== Selected extract ==
The lily pads on the Japanese ponds are flat, lifeless and turning brown. You can sense that the place is about to hibernate for the winter.

Not much left to the willows and the lily pads in the Japanese garden.
Same garden, same bridge, same willow but no crowds.

But even at this time, it was well worth seeing. For one thing, as usual these days, there were no lines or crowds. When we once stood for hours in May to get a ticket, we walked right up to the counter with our pre-arranged tickets, showed our pass sanitaire and marched right in. Just for once, we were able to enjoy the stroll through the village on the way to Monet’s gardens without feeling like we were on St. Charles Avenue on Mardi Gras.

Not everything is done. Lots of flowers like this were scattered around the gardens.

Inside the gardens, we walked uninhibited through the paths, which still show a lot of color, just not the full display of the spring and summer. When normally we would take one small step at the time to move with the teeming crowds, on this day we could walk at our own pace, stop, start, stare, photograph and walk again at will. That’s one reason we were able to get through the gardens so quickly.

Lynn stands alone in Monet’s studio, which would normally be so crowded I couldn’t take this photo.

Monet’s house was the same. The last time we visited, the line stretched so long and the crowds were so thick in the house that we skipped it entirely after suffering through the snaking lines in the garden. This time, we walked in by ourselves and were able to spend time in the empty rooms to gaze at the paintings (reproductions–otherwise, the home would be Musee d’Orsay); examine the utensils and dinnerware in the dining room; marvel at the expansive kitchen (if you look at photos of Monet late in life, you can see he was an enthusiastic diner); and remark at the small beds in the chambers.

The kitchen is all blue. And what a stove.
The dining room is all yellow.

What–no koozies?

Even the shop was wide open and expansive, so we availed ourselves of a 2022 Monet wall calendar for home and walked out for lunch.

We had discovered during our last visit that the little take-out place offers a mighty fine hot dog.

Home of the biggest French hot dog ever.

They have since improved the breed considerably–the dog now consists of a crusty, crunchy baguette at least 15 inches long stuffed with two nearly-as-long franks with a slice of cheese and some spicy mustard. It was all we could do to share the monstrous thing. And it cost all of 5.60 euros.

Me and Monet.

Full of a Giverny dog and a Kronenburg beer, we wandered back to the bus and tram lot with an hour to kill. While we were waiting there, we walked over to Monet’s bust, which for some reason is stuck out by itself in a muddy field behind the bus and tram parking lot. Why it is not on the grounds or at least in the village is a mystery. If it weren’t for Monet, no one would give Giverny the slightest bit of attention.

The tram and train schedules are coordinated. Unfortunately, there is no 3 p.m. train back to Paris. The trains run more or less every hour except at 3. So the choice is 2 p.m. (too early) or 4 p.m. (the commuter special). I had booked the 4 p.m. to make sure we had enough time. As it turned out, we had plenty of that, so we walked around Vernon a few blocks in the quiet center of the little historic town.

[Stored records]
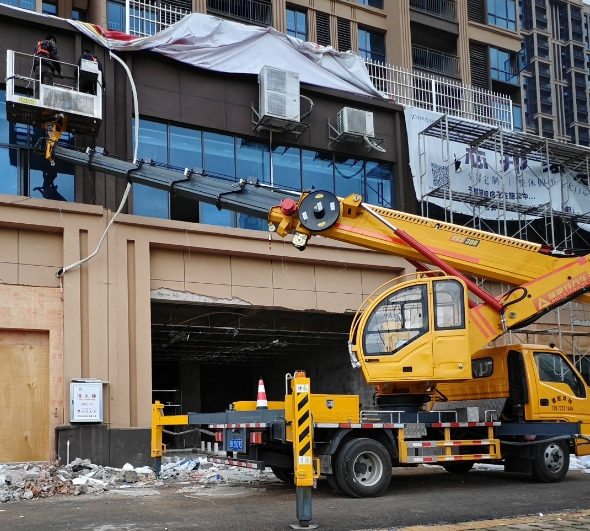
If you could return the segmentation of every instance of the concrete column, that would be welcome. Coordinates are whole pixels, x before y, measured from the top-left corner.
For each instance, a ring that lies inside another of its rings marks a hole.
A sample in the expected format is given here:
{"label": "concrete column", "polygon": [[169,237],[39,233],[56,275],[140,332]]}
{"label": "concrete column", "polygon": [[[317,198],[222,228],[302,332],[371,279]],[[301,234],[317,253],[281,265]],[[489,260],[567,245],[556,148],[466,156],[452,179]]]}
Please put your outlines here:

== Task brief ==
In the Giverny visit account above, what did the hot dog from the little take-out place cost?

== Answer box ==
It cost 5.60 euros.